-- Data shown follows --
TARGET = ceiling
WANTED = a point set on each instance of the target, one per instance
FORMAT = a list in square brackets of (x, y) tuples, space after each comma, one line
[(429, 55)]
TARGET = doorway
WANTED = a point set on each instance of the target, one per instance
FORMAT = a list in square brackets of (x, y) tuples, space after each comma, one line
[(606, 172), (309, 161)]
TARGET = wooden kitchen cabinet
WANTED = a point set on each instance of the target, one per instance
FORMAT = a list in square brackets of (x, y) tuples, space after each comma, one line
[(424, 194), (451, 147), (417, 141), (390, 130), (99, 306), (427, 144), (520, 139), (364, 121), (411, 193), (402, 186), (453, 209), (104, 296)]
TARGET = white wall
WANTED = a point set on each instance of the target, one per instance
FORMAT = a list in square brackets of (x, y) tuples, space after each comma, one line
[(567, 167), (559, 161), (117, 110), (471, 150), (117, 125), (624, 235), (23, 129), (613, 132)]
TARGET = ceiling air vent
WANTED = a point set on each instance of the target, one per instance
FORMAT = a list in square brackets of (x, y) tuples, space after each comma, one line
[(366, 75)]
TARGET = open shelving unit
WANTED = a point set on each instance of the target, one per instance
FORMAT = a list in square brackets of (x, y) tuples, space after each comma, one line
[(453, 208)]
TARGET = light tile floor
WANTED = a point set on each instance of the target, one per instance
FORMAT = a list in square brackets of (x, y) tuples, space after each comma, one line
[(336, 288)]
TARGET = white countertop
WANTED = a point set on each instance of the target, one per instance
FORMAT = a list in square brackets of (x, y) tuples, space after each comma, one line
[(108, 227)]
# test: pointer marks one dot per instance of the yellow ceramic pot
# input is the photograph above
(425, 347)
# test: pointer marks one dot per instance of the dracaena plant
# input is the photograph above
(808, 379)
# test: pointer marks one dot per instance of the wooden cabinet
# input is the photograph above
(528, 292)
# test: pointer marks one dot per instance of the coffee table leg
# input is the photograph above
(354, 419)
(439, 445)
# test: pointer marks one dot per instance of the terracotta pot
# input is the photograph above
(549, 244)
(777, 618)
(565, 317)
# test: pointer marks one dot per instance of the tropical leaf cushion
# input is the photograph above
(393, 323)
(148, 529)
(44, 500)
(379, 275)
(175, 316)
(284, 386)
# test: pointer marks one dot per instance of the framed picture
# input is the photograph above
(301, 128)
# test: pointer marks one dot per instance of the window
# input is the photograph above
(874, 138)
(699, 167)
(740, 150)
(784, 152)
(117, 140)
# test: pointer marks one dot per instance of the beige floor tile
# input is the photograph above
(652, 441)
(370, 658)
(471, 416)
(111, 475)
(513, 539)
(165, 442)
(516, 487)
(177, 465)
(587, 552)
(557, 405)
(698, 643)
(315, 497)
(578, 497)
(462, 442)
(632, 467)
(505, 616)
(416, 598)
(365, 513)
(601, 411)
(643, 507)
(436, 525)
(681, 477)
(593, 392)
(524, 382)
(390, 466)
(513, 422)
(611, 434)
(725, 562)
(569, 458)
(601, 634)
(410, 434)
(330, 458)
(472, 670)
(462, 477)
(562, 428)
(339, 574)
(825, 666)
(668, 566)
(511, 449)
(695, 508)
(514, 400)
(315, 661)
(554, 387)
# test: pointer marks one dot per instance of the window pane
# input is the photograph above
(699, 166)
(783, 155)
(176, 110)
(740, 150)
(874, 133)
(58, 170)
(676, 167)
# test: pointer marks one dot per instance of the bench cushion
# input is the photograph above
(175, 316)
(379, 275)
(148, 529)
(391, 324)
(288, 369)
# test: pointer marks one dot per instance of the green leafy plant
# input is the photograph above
-- Data shown concluded --
Exercise description
The response should consist of all the entries, reproduced word for word.

Answer
TARGET = ceiling
WANTED = a point set on each instance of the target, one per instance
FORMAT = a list in square brackets of (x, y) tuples, space after each comma, one line
[(429, 55)]
TARGET = doorway
WANTED = a point set on each instance of the target, one per instance
FORMAT = a list in square brackets of (x, y) tuples, space after each comma, one line
[(606, 172), (309, 161)]
TARGET = wooden kitchen cabinet
WANTED = a point set on each instance of the target, one per instance
FORMAT = a list in square brackets of (x, y) tuples, space after each comma, one line
[(424, 194), (451, 147), (417, 141), (390, 130), (99, 306), (427, 144), (520, 139), (364, 121), (411, 193), (402, 186), (453, 209), (104, 296)]
TARGET = white wall
WANTED = a point set on each instance of the target, one per instance
FORMAT = a list in square brackets of (x, y) tuples, space after each comma, one line
[(567, 167), (559, 161), (117, 110), (471, 150), (117, 125), (624, 235), (23, 129), (613, 132)]
TARGET = ceiling air vent
WANTED = a point set on each instance of the target, one per instance
FORMAT = a list in square brackets of (x, y) tuples, space after each comma, one line
[(366, 75)]
TARGET = open shelving unit
WANTED = a point set on each instance of the target, one per instance
FORMAT = a list in square brackets of (x, y) tuples, space after each comma, one line
[(453, 208)]
TARGET = light tile floor
WANTED = a point set on each instance of the target, one per instance
FORMAT = a list in square brackets of (x, y) tuples, space after each comma, one line
[(336, 288)]
TARGET = white countertop
WANTED = a point set on each instance of the target, one per instance
FORMAT = a list in square brackets of (x, y) tuples, space after each comma, one line
[(108, 227)]
# test: pointer marks one dot per instance of the yellow ceramic pot
# input is the photograph above
(425, 347)
# test: pointer marks one dot per instance of the dracaena plant
# input is the photograph above
(808, 379)
# test: pointer marks one dot per instance of the wooden cabinet
# input is the photograph above
(528, 292)
# test: pointer marks one dot per instance of the coffee table leg
# input is the photograph above
(354, 419)
(439, 445)
# test: pointer marks one dot per instance of the terracotta pot
# input is the photograph above
(549, 244)
(777, 618)
(565, 317)
# test: pointer marks one dot per instance of the tropical leaf cushion
# input is the photograph above
(393, 323)
(148, 529)
(44, 500)
(379, 275)
(175, 316)
(284, 386)
# test: pointer marks one dot per instance of the framed picture
# input is the photograph above
(301, 128)
# test: pointer marks one dot per instance of the window
# input is the photograph above
(874, 138)
(699, 167)
(740, 150)
(784, 152)
(117, 140)
# test: pointer marks one dot per instance of the beige floor tile
# input is the photograph above
(652, 441)
(370, 658)
(471, 416)
(111, 475)
(513, 539)
(165, 442)
(516, 487)
(177, 465)
(587, 552)
(557, 405)
(698, 643)
(315, 497)
(578, 497)
(462, 442)
(632, 467)
(505, 616)
(416, 598)
(365, 513)
(601, 411)
(643, 507)
(436, 525)
(681, 477)
(593, 392)
(524, 382)
(390, 466)
(513, 422)
(611, 434)
(725, 562)
(569, 458)
(601, 634)
(410, 434)
(330, 458)
(472, 670)
(462, 477)
(562, 428)
(339, 574)
(825, 666)
(668, 566)
(511, 449)
(695, 508)
(514, 400)
(315, 661)
(554, 387)
# test: pointer marks one dot per instance of the window pane
# input is the photograph above
(699, 166)
(783, 155)
(176, 110)
(740, 150)
(874, 133)
(58, 170)
(676, 167)
# test: pointer marks one dot per instance of the bench cushion
# input is the photograph above
(175, 316)
(379, 275)
(148, 529)
(391, 324)
(288, 369)
# test: pointer marks one dot per instance of the green leafy plant
# input is the photograph above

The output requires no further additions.